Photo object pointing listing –
-- begin --
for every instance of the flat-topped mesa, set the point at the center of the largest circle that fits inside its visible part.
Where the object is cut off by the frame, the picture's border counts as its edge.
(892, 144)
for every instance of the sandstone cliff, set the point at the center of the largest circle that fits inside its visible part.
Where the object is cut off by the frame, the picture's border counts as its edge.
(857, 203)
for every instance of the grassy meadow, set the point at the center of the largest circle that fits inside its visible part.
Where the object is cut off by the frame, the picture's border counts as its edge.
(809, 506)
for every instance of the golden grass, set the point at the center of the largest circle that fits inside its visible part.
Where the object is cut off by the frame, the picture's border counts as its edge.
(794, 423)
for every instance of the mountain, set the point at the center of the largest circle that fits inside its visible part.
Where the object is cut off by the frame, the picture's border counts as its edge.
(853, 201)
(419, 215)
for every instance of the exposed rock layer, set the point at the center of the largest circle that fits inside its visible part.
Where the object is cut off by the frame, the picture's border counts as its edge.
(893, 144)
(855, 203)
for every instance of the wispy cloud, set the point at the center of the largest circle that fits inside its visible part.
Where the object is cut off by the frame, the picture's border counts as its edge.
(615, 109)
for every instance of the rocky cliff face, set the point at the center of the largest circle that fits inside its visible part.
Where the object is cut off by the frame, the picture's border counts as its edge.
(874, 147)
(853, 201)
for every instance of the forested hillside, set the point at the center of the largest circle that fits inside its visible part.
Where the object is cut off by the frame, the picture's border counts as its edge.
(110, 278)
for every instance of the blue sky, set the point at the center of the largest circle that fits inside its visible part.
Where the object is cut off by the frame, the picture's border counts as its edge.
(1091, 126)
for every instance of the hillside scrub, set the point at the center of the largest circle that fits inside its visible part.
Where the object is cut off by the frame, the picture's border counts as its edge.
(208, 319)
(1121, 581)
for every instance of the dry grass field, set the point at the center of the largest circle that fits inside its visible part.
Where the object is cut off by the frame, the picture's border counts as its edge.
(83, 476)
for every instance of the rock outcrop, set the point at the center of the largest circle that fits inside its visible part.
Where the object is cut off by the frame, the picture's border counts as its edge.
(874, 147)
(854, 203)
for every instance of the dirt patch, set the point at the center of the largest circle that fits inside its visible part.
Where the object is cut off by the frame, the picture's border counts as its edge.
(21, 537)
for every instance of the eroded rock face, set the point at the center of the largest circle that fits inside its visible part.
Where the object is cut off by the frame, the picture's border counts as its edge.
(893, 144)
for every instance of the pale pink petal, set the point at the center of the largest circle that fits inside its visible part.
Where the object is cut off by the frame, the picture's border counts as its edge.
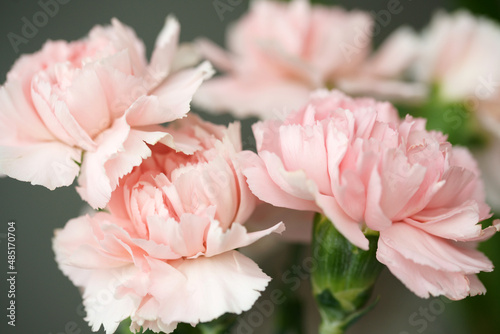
(184, 237)
(164, 52)
(460, 223)
(207, 287)
(219, 240)
(298, 223)
(170, 100)
(94, 185)
(87, 102)
(263, 99)
(434, 252)
(304, 148)
(268, 190)
(135, 149)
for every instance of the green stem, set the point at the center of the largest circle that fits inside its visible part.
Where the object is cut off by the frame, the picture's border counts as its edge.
(344, 276)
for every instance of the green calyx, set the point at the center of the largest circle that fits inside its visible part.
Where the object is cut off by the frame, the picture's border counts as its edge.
(344, 277)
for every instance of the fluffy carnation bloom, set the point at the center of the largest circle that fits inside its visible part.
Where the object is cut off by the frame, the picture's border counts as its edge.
(279, 52)
(94, 99)
(165, 252)
(356, 162)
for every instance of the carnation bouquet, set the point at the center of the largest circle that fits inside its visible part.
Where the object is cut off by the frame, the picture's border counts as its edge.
(293, 179)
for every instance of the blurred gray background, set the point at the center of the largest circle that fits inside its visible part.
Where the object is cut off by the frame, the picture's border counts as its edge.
(46, 300)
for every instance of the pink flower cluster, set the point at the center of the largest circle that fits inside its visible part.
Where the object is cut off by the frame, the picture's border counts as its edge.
(89, 108)
(165, 252)
(176, 197)
(281, 52)
(356, 162)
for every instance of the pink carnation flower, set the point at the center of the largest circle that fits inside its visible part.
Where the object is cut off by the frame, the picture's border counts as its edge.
(356, 162)
(90, 107)
(165, 252)
(279, 52)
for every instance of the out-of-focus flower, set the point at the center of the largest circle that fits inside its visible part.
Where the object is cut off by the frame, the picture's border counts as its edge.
(279, 53)
(90, 107)
(455, 57)
(165, 252)
(356, 162)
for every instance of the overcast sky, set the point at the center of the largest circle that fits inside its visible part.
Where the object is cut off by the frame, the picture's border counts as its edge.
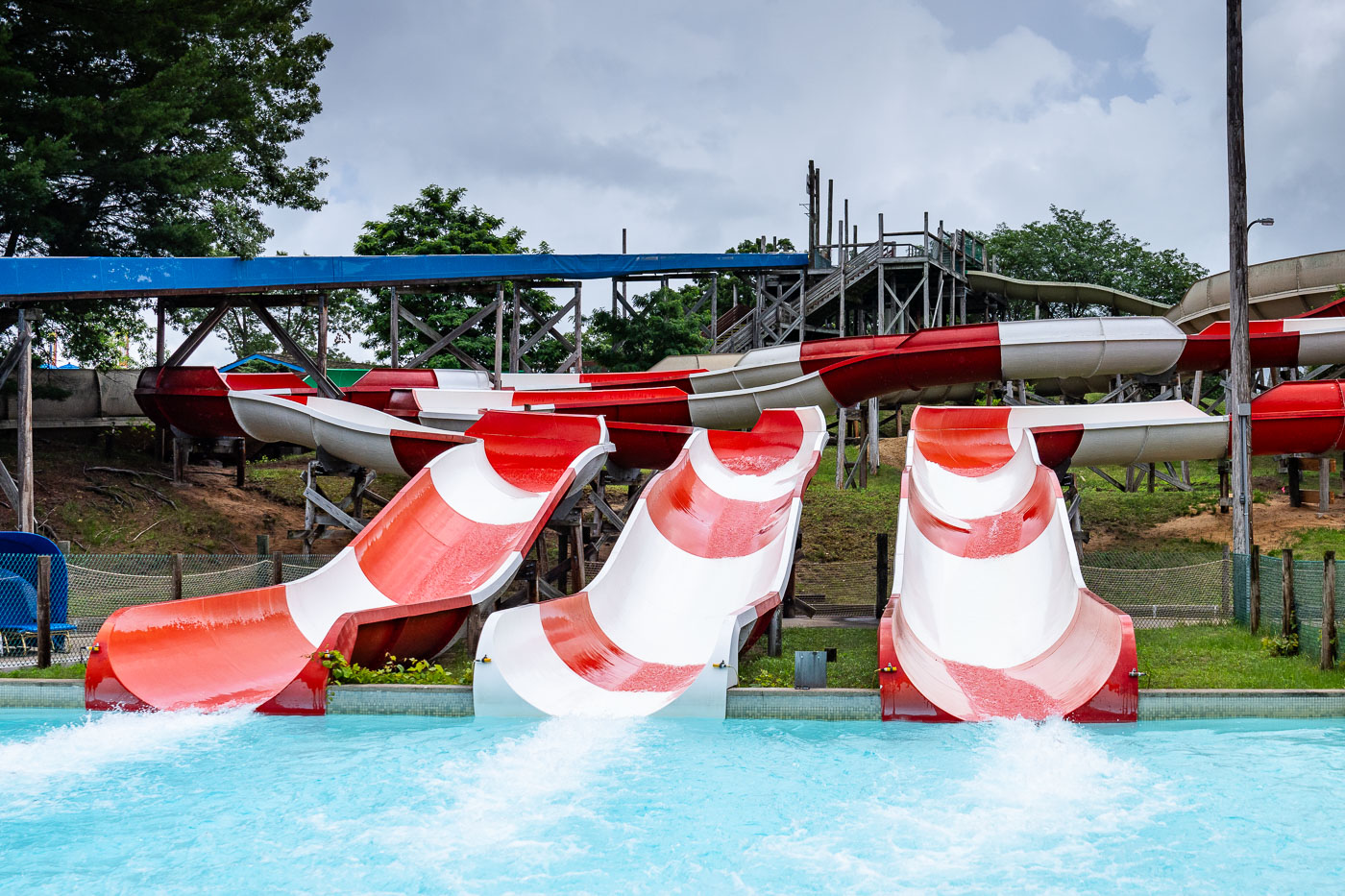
(692, 124)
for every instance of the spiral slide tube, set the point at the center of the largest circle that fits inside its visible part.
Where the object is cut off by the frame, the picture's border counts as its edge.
(695, 576)
(452, 539)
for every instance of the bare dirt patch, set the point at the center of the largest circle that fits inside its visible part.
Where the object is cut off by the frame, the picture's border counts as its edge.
(1275, 523)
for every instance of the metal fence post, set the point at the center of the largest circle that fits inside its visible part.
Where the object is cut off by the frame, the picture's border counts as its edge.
(43, 611)
(1288, 613)
(1254, 590)
(1328, 658)
(881, 596)
(1227, 569)
(177, 576)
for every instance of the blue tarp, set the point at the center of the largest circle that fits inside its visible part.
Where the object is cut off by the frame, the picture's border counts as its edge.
(107, 278)
(232, 365)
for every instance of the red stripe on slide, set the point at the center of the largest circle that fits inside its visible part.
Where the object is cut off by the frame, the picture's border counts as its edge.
(1270, 348)
(972, 442)
(1058, 444)
(702, 522)
(1004, 533)
(206, 651)
(421, 549)
(414, 449)
(1300, 417)
(534, 451)
(581, 644)
(760, 451)
(823, 352)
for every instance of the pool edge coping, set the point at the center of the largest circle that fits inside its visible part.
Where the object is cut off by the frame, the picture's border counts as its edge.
(820, 704)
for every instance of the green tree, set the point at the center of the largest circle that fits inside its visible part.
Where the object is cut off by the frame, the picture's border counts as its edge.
(665, 325)
(668, 321)
(1072, 249)
(150, 127)
(440, 224)
(245, 334)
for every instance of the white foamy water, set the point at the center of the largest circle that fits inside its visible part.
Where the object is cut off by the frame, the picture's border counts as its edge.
(1033, 798)
(90, 747)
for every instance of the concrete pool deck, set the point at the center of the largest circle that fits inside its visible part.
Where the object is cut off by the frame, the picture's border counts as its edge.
(826, 704)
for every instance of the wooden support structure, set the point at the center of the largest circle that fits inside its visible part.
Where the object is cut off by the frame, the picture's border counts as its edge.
(1254, 590)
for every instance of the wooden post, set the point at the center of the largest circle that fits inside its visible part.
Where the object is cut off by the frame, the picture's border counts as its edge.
(841, 424)
(177, 576)
(393, 336)
(1254, 590)
(24, 426)
(43, 611)
(500, 335)
(514, 334)
(883, 593)
(1239, 396)
(1328, 657)
(1288, 611)
(239, 462)
(715, 309)
(831, 186)
(160, 345)
(578, 327)
(322, 332)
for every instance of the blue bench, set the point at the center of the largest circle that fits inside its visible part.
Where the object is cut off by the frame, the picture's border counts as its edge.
(19, 554)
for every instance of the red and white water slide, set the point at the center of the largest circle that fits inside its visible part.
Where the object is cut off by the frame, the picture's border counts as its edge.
(452, 539)
(695, 576)
(989, 613)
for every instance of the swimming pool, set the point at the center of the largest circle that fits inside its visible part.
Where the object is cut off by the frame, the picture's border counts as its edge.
(182, 802)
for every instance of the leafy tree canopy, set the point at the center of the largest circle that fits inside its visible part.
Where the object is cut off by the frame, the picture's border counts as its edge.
(1072, 249)
(439, 222)
(668, 322)
(150, 127)
(663, 325)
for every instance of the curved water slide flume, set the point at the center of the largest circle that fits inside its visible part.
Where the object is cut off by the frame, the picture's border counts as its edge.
(451, 539)
(989, 614)
(695, 576)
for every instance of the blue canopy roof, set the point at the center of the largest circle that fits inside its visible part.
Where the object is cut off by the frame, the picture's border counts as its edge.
(110, 278)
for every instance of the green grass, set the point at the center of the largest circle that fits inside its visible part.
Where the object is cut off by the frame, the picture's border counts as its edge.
(74, 670)
(1223, 657)
(1181, 657)
(841, 525)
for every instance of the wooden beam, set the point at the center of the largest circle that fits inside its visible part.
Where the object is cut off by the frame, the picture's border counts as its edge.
(199, 334)
(326, 386)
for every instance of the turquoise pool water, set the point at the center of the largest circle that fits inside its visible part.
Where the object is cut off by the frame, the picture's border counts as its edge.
(386, 805)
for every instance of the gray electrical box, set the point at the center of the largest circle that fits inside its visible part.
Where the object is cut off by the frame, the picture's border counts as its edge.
(810, 668)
-- end --
Written problem – Reproduce the stretch of the listing from the line containing "for every instance of the curved" through the end of the listing, word for word.

Solution to the exercise –
for every instance of the curved water slide flume, set the point at the center of the largest circle that fits inside its visible part.
Where the object is cut off by the frame, the picture's border counts as its edge.
(451, 539)
(989, 614)
(695, 576)
for every instance of the blue canopy roof, set the point at the center of the largest circle that fits inside its visible part.
Where the object is cut off by the frame, the picture's border counts as its edge.
(110, 278)
for every instance of the green grass, set the point at the center of the largest circle that fits inside its visible part.
Where the object is cut off by the frame, the picture's border counts as its edge.
(74, 670)
(1223, 657)
(1181, 657)
(841, 525)
for every instance of the wooden beam, set the point at the center of the largest circle that fits inside its visible part.
Where the object is cut off by the frame, the picture's border counts as its edge.
(199, 334)
(326, 386)
for every instance of the turquoise pool water, set the point at the center of the largest circle that fits inside its visible part.
Where the object is cut off by the frame, the picture's border counts as its edge.
(386, 805)
for every instance of the gray electrical box, set the point at the center of the largest circle that fits inside its visible part.
Where the object is cut off by the frame, the picture's border counts as its edge.
(810, 668)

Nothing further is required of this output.